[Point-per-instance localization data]
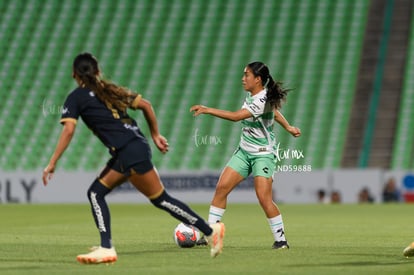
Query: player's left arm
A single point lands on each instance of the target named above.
(229, 115)
(279, 118)
(63, 142)
(146, 107)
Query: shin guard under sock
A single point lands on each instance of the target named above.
(100, 211)
(182, 212)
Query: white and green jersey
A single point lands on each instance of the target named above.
(257, 136)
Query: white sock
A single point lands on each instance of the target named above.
(276, 226)
(215, 214)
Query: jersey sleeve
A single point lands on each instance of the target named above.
(257, 106)
(70, 110)
(135, 102)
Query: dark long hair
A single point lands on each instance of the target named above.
(276, 93)
(85, 66)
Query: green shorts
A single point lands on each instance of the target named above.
(246, 164)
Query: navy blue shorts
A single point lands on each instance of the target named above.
(133, 158)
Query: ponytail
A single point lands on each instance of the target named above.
(85, 66)
(276, 93)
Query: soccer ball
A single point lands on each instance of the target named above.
(185, 235)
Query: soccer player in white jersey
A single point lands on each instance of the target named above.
(256, 152)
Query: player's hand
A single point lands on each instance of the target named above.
(161, 143)
(198, 110)
(48, 173)
(294, 131)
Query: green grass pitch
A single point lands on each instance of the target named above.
(324, 239)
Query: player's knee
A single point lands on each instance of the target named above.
(97, 189)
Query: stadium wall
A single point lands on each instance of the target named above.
(290, 187)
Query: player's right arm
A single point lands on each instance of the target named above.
(279, 118)
(63, 142)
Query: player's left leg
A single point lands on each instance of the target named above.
(102, 186)
(263, 168)
(150, 185)
(409, 250)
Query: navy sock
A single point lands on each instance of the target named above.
(100, 211)
(182, 212)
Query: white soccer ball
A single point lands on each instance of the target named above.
(186, 235)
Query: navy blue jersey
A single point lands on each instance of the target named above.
(113, 127)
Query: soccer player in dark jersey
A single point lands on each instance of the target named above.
(102, 105)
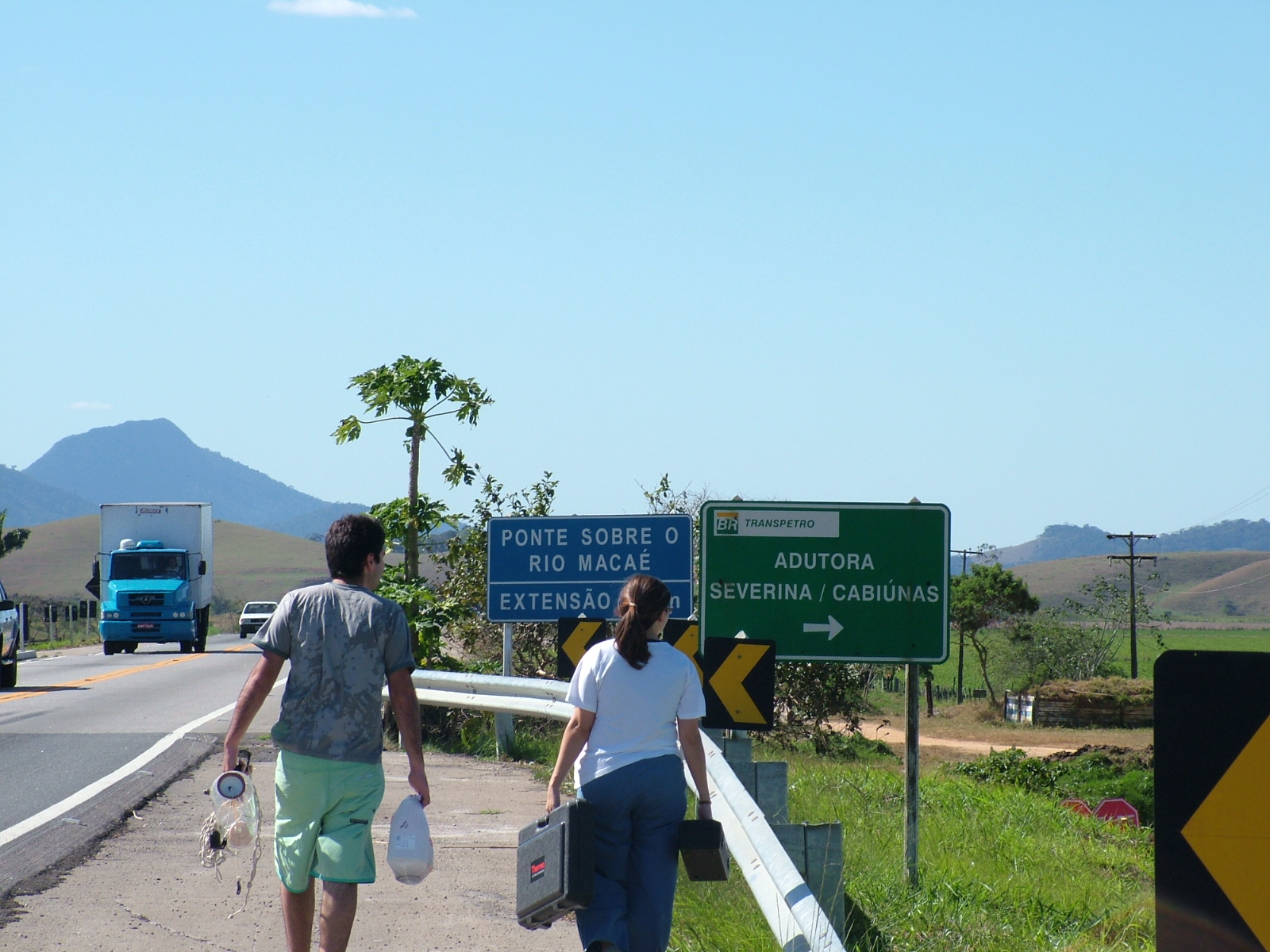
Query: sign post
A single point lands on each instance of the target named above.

The task: What is needed is a word-for-word restatement of the entries, minus any pictures.

Exercise result:
Query: player's left arm
A single point lands on each instance of the target named above.
(229, 115)
(279, 118)
(63, 142)
(146, 107)
Query: shin guard under sock
A single point lands on each instance of the target named above.
(100, 211)
(182, 212)
Query: white and green jersey
A single point lands on each instance of the target named above.
(257, 136)
Query: white sock
A single point lands on each instance of the target named above.
(276, 226)
(215, 214)
Query: jersey sleeve
A single point lands on each instance of the target named above.
(257, 106)
(70, 110)
(135, 102)
Query: dark long hair
A single point lands on each instance of the target named above.
(276, 93)
(85, 66)
Query: green shorts
A single point lands on each instance of the target named above.
(246, 164)
Query: navy blue shorts
A single point lands on each instance of the target named above.
(133, 158)
Query: ponytail
A single point lands on each instance of the target named above.
(85, 66)
(276, 93)
Query: soccer ball
A single point lands on each instance of the target named above.
(185, 235)
Query: soccer player in white jersey
A single point lands on each instance of the target named above.
(256, 152)
Query: player's hand
A single point lands on each instance of the target named above.
(161, 143)
(198, 110)
(48, 173)
(294, 131)
Query: green grass pitch
A single point lands on each instance of the target named above.
(324, 239)
Query: player's knee
A single point lands on each instance of the target named above.
(97, 189)
Query: stadium wall
A single point lands on each instance of the target named above.
(290, 187)
Query: player's right arm
A single point lands on each instance of the target named above.
(279, 118)
(63, 142)
Query: player's left leg
A single point lands on each instance of the target named above.
(102, 186)
(263, 168)
(150, 185)
(409, 250)
Query: navy sock
A single point lands on each instance of the target named above.
(100, 211)
(182, 212)
Query: white soccer ball
A single point lands on each instance of the target named above.
(186, 235)
Query: navy blue jersey
A single point lands on each instance of the target named above.
(113, 127)
Query: soccer player in dark jersey
A single point lands on each instance of the target named above.
(102, 105)
Query: sign post
A single point lands on each instance of the target named above.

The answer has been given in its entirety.